● VOS TÂCHES:
**a)** Dans le texte sur les échanges, de quel ouvrage de Lévi-Strauss vient l'exemple des petits restaurants ?
**b)** Décalez de 39 chaque coordonnée des boîtes dans les réponses des entrées, dans la partie qui commence à la ligne contenant "rear window category." et se termine à celle contenant "80, 256, 86]]", ces deux lignes comprises. Redonnez toutes ces lignes, demandes comprises, et rien d'autre.

● EXTRAIT DU DOCUMENT:
Introduction.
Lorsqu’on pense aux échanges, on pense essentiellement au fait d’acheter ou de vendre. Or, échanger, c’est donner et recevoir. On peut vraiment parler d’échanges chez l’homme car il sait qu’il donne et qu’il reçoit, ce qui n’est pas évident pour les animaux, encore moins pour le vivant et son milieu.
Si acheter ou vendre est bien l’échange par excellence dans la société moderne toute tournée vers l’activité économique, il n’est pas évident qu’on puisse ramener tout échange à l’échange marchand. C’est qu’en effet, il paraît possible de chercher dans l’échange le rapport à l’autre. Et surtout, on peut remettre en cause que le sujet de l’échange puisse lui-même être objet d’échange.
Dès lors, doit-on admettre d’autres échanges que les échanges économiques ?
I. L’échange social.
On peut d’abord distinguer entre l’échange marchand et l’échange social. Pour ce faire, on peut reprendre l’exemple que donne Lévi-Strauss dans Les structures élémentaires de la parenté(1949) de ces petits restaurants où l’on sert un plat unique avec une petite bouteille de vin. Si chacun est soucieux de la quantité de la nourriture qu’il reçoit, il fait un autre usage du vin. En effet, il le sert à son voisin qui lui rend la réciproque. Tel est le principe des échanges dans les cérémonies comme le mariage.

● ENTRÉES:
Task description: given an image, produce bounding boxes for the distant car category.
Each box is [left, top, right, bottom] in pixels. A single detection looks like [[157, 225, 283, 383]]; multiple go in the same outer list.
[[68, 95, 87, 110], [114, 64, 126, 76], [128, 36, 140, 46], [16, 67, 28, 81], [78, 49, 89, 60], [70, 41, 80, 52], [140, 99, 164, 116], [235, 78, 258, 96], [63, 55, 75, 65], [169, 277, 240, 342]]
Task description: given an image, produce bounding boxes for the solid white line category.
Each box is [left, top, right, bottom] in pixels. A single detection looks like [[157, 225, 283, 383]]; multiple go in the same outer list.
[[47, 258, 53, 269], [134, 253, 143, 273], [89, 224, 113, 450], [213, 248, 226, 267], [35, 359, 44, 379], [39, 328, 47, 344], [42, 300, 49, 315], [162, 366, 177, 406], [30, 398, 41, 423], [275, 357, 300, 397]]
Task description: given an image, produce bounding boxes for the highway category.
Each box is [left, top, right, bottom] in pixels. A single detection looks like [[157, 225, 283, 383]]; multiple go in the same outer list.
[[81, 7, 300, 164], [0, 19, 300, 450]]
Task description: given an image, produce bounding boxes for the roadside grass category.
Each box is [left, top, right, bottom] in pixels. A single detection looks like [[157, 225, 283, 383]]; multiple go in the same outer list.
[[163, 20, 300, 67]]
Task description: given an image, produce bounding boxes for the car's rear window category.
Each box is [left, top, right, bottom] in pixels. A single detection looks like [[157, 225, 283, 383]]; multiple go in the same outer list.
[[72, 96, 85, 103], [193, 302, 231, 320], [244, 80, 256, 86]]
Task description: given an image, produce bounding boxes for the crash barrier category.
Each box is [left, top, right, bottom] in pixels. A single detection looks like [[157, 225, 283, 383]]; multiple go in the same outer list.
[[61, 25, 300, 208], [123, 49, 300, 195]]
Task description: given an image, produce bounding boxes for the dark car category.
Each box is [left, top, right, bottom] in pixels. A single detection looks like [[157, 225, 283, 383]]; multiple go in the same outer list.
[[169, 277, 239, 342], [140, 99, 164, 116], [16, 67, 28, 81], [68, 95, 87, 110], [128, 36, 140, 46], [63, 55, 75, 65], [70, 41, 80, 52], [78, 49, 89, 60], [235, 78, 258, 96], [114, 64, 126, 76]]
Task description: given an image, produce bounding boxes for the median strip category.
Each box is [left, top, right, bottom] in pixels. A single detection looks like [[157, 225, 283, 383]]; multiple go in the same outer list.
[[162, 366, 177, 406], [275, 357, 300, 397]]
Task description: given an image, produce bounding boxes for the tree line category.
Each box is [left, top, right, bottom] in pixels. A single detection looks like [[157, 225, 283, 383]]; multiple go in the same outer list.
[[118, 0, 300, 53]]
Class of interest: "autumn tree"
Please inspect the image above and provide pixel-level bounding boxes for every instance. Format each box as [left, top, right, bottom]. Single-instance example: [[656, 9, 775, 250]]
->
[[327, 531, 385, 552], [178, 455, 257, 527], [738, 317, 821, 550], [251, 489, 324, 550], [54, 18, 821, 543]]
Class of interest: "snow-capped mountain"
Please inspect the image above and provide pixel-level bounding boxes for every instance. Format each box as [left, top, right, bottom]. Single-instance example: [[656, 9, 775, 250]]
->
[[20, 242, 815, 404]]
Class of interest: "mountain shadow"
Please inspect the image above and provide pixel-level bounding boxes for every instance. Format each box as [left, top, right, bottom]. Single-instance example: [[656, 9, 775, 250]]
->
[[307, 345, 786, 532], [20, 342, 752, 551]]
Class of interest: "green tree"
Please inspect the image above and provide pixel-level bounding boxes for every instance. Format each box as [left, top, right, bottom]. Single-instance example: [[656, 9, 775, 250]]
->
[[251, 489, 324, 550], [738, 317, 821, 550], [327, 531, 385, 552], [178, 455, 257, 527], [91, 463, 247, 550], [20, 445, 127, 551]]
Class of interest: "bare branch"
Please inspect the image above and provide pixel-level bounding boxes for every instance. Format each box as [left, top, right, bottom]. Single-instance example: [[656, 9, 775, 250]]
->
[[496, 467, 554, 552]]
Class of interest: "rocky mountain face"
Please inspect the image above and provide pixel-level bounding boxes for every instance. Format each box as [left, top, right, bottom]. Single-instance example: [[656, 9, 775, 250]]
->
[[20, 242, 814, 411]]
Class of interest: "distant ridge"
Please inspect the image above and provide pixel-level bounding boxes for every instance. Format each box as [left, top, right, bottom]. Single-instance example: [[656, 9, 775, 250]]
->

● LES SOLUTIONS:
**a)** Les structures élémentaires de la parenté (1949).

**b)**
Task description: given an image, produce bounding boxes for the car's rear window category.
Each box is [left, top, right, bottom] in pixels. A single detection looks like [[157, 225, 283, 383]]; multiple go in the same outer list.
[[111, 135, 124, 142], [232, 341, 270, 359], [283, 119, 295, 125]]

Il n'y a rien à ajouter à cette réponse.